Write out all of the records exactly once more and skip the images.

(Referring expression data)
━━━

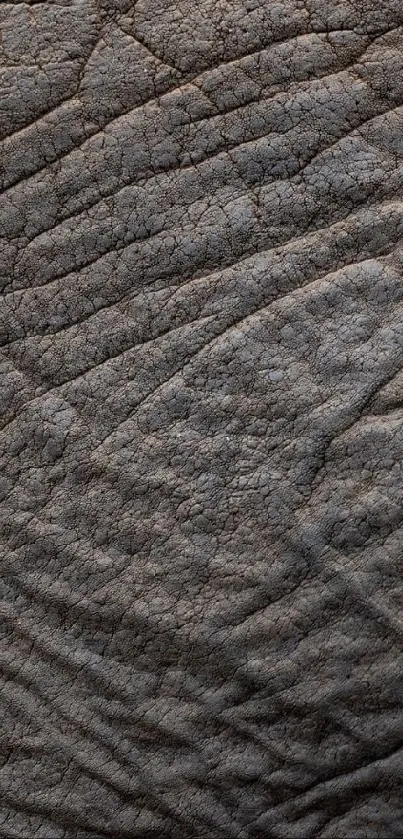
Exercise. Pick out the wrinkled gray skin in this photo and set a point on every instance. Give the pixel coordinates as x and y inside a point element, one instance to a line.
<point>202,428</point>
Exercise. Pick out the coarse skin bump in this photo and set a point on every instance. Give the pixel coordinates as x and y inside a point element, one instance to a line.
<point>201,419</point>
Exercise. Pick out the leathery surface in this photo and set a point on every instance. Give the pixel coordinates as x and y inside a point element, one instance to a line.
<point>201,440</point>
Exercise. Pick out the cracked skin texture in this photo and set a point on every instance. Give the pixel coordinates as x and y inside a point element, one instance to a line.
<point>201,327</point>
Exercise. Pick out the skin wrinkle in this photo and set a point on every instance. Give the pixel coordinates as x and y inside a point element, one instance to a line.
<point>201,437</point>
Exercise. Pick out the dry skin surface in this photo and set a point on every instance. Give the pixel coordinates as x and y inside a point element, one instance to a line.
<point>201,440</point>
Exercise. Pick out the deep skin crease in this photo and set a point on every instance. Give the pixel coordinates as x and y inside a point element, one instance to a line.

━━━

=== Result below ===
Exercise. Pick out the wrinkled gray skin in this photo and set a point on every instance. Give the pixel coordinates as x and y inside a point element, one instance to a line.
<point>202,428</point>
Exercise. Pick out the coarse skin bump in this photo and set a point on every instance. Give the pixel coordinates as x and y inside a point element, one instance to a line.
<point>201,419</point>
Exercise. Pick out the leathery surface in this photo and set a point on every instance. Give the pixel coordinates as x and y inside a point element, one instance to a line.
<point>201,440</point>
Exercise. Pick out the cracked skin texture in this photo and set a point on every instance. Give the pixel coordinates as x and y inside a point element, one instance to a line.
<point>201,327</point>
Exercise. Pick out the skin wrinkle in this photo and set a point on every instance. Give the pixel coordinates as x and y inside a point element, one instance to a line.
<point>201,437</point>
Exercise. Pick out the dry skin surface in this photo and set a point on every instance. Give the pixel coordinates as x and y inside a point element, one instance to a line.
<point>201,440</point>
Exercise. Pick out the deep skin crease in this photo and set a point on every instance. Give the pixel coordinates as x and y inside a point element, one instance to a line.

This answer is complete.